- [Given instruction 1]
Answer these questions from the review excerpt about Aunor's performance, one line each:
(a) What role does Aunor play?
(b) What do Mabuti's children choose to do?
(c) What thrusts a bag of cash into Mabuti's hands?
- [Given instruction 2] Render this sentence from the review excerpt about Aunor's performance in Spanish: "Her portly figure treads through dry shrubs and cuts through tangles of vine."
- [Given instruction 3] Reproduce the review excerpt about Aunor's performance from the words "Playing the role" through the words "reach home?".

- [Document section]

BEGIN

Playing the role of a poor, good-natured Ilocano
folk healer, one of Aunor's tasks is simple and telling. Her portly figure
treads through dry shrubs and cuts through tangles of vine. She stops where the
water trickles, blows one end of a long rubber tube and places it under a
shallow stream. In a province threatened by the unrelenting onslaught of armed
conflict, illegal logging, mining and dam projects, will water run upstream and
reach home?
These mountains contain and define Mabuti's
world and we are almost certain that she will breath her last here, even as her
children opt to do business in town or leave for Dubai in desperation. When she
leaves the trail and makes a trip to town, her world is jolted. The killing of
a rebel in a military checkpoint thrusts a bag of cash into her hands. What
would she do with all that money? Who should have it? We can all diverge on
what we would do if fate finds us in a similar situation, but what haunts
Mabuti? And how is she haunted? The last questions are important because it
unveils the seat of a hinterland's conscience, etched in Aunor's performance,
an artist's marvelous and earnest response to the abode of the spirits, the dry
wind and the dark clouds. Beyond the question of what is right and what is
wrong is a hidden worldview that is less understood and yet speaks to our
modern times.

END

- [Stored data]
BEGIN

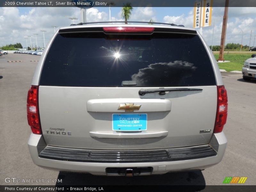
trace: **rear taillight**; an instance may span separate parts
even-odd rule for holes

END

- [Exercise output 1]
(a) A poor, good-natured Ilocano folk healer.
(b) They opt to do business in town or leave for Dubai in desperation.
(c) The killing of a rebel in a military checkpoint.

- [Exercise output 2] Su figura corpulenta avanza entre arbustos secos y se abre paso entre marañas de enredaderas.

- [Exercise output 3]
Playing the role of a poor, good-natured Ilocano
folk healer, one of Aunor's tasks is simple and telling. Her portly figure
treads through dry shrubs and cuts through tangles of vine. She stops where the
water trickles, blows one end of a long rubber tube and places it under a
shallow stream. In a province threatened by the unrelenting onslaught of armed
conflict, illegal logging, mining and dam projects, will water run upstream and
reach home?